| RECORD EXTRACTS |
★ ★ ★ ★ ★ ★ ★

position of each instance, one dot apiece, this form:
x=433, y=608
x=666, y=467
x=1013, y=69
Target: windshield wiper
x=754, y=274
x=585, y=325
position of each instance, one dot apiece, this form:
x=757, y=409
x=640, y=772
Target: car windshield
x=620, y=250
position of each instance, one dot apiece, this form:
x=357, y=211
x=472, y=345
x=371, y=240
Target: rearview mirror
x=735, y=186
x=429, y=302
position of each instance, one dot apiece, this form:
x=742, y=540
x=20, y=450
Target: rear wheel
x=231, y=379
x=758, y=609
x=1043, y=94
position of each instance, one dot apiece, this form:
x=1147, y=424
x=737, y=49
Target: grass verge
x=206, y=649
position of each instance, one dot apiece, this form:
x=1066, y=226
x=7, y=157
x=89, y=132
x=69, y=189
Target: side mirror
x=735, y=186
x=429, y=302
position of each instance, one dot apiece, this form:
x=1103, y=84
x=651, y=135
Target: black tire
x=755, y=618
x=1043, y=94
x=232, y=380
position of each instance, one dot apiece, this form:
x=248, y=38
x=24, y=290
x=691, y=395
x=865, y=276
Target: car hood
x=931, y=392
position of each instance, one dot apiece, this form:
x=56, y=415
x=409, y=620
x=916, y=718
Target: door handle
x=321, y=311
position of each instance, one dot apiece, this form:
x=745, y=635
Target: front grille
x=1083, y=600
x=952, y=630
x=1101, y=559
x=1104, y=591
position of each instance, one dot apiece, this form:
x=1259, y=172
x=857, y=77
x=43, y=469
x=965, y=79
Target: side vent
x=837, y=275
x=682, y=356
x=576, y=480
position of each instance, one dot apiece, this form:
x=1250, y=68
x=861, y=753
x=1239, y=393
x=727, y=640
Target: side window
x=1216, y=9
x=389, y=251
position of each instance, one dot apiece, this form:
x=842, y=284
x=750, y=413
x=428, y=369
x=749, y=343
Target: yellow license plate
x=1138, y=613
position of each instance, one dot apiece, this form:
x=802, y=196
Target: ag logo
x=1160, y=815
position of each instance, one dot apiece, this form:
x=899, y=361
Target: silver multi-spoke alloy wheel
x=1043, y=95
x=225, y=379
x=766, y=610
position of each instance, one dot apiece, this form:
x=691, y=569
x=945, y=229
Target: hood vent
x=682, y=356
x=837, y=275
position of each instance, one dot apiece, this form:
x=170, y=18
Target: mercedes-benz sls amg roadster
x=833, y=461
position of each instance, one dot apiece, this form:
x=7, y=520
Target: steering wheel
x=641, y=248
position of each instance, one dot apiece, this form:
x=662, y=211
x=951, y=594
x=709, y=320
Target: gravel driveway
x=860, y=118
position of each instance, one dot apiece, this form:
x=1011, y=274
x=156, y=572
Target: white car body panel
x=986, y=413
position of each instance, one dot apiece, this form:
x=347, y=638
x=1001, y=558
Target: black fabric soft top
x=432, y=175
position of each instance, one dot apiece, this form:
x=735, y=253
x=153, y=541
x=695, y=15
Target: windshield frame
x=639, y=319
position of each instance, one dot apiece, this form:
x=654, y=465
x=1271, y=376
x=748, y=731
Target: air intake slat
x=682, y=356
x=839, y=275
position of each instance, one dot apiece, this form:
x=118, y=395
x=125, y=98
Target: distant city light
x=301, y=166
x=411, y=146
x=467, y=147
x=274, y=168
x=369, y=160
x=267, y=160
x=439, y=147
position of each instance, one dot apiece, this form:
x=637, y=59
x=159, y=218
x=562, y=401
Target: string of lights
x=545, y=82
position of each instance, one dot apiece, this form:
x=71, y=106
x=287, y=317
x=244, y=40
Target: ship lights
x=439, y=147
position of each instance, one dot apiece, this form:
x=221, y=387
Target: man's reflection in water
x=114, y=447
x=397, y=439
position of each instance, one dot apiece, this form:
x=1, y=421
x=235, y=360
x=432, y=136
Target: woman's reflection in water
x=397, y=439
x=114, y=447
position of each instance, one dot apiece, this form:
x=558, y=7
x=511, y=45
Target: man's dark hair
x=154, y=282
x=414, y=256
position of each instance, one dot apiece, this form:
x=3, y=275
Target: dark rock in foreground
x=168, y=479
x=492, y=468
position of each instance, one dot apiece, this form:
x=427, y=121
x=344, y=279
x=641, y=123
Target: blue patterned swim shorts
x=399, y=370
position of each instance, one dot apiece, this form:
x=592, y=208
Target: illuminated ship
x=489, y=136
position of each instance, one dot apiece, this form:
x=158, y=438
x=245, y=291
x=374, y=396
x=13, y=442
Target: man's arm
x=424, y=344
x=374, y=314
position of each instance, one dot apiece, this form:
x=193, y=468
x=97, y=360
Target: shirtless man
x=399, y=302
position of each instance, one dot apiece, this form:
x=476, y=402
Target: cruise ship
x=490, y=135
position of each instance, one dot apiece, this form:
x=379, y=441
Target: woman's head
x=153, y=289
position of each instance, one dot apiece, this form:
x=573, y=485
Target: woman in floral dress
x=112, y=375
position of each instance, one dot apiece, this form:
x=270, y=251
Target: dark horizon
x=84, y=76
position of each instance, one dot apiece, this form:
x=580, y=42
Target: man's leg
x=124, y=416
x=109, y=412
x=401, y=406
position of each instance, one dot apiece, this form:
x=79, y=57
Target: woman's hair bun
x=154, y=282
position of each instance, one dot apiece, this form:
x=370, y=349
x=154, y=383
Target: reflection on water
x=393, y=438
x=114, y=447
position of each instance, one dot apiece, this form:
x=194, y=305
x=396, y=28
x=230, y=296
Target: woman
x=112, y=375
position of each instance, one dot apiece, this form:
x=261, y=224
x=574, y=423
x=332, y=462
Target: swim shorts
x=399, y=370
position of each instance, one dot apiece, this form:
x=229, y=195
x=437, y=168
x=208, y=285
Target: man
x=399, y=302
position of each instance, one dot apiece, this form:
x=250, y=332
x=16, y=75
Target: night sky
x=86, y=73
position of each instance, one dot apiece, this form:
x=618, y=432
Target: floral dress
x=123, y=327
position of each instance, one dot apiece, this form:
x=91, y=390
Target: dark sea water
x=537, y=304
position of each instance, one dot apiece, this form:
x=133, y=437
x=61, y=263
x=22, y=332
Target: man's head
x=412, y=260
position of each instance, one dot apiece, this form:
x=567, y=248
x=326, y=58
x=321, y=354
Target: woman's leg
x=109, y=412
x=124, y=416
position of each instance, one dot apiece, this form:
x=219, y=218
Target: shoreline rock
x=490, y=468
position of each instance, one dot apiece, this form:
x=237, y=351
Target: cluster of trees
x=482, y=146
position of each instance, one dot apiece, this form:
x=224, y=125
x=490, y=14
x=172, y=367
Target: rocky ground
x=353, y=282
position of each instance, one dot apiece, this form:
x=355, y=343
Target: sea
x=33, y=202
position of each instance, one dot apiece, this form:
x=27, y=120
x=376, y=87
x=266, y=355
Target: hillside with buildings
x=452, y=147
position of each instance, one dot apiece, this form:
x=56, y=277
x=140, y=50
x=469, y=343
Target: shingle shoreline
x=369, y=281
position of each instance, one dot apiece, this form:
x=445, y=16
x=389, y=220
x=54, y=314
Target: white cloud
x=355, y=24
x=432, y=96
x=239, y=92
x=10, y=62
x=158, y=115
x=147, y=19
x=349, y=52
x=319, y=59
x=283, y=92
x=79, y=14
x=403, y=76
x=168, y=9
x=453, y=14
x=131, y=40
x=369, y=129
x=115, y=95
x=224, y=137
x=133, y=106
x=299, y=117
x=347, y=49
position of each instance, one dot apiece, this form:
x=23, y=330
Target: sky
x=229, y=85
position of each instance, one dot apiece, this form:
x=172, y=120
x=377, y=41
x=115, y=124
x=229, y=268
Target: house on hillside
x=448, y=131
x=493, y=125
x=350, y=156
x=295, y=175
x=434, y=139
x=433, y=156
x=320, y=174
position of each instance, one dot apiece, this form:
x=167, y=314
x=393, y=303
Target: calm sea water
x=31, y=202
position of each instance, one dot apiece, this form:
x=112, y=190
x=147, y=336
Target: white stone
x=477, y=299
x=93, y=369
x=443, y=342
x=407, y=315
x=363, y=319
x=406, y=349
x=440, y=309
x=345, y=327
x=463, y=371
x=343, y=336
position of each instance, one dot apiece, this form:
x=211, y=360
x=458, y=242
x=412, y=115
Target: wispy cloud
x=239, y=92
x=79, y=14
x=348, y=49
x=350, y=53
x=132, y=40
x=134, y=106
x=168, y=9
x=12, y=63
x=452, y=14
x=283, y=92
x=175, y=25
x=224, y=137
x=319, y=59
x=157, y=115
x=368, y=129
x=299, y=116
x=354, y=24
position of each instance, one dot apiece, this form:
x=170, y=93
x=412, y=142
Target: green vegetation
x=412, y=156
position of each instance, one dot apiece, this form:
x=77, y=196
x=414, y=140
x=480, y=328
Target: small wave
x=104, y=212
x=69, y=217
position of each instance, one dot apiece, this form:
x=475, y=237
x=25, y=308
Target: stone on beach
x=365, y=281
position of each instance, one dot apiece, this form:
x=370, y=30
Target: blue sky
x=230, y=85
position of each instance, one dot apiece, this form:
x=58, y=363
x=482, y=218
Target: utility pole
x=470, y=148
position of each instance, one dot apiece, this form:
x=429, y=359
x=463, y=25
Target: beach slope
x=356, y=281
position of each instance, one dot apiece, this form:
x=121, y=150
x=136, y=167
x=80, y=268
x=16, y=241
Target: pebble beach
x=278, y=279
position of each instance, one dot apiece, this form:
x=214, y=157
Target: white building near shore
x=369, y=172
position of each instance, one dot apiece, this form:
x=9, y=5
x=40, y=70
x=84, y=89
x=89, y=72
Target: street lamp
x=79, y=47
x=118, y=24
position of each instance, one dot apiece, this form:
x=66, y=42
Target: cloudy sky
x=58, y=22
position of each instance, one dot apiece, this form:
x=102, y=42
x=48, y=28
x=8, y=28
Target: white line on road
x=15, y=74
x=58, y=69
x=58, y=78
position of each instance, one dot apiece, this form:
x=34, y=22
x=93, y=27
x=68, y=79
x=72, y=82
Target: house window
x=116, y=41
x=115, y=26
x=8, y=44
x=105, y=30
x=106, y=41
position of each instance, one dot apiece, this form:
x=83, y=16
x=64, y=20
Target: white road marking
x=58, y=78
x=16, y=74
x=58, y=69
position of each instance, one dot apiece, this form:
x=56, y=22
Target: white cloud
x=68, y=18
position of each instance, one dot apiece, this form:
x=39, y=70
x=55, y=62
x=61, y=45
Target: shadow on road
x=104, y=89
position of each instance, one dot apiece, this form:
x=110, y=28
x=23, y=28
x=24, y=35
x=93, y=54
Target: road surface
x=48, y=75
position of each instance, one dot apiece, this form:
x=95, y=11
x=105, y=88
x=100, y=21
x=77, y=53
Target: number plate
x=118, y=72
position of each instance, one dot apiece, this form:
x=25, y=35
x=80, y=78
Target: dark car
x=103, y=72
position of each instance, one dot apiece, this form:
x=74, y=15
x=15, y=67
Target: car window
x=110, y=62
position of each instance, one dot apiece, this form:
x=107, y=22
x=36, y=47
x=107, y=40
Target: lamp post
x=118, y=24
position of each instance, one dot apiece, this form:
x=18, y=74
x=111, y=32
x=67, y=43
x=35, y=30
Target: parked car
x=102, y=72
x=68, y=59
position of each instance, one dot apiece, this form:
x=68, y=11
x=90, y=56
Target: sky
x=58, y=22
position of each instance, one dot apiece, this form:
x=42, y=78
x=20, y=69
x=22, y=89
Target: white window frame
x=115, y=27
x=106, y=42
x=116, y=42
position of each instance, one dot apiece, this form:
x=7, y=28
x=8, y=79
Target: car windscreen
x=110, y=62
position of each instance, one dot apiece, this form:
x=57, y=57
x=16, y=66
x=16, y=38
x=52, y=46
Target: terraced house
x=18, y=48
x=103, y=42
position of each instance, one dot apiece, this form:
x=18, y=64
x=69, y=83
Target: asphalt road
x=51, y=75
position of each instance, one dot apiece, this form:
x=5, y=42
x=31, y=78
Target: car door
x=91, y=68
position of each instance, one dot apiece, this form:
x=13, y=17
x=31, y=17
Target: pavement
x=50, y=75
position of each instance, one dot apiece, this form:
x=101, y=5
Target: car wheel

★ ★ ★ ★ ★ ★ ★

| TASK REQUIREMENTS |
State how many lines of the records above contain the string "head", counting only matches with the same case. Give only the number.

| RESPONSE |
2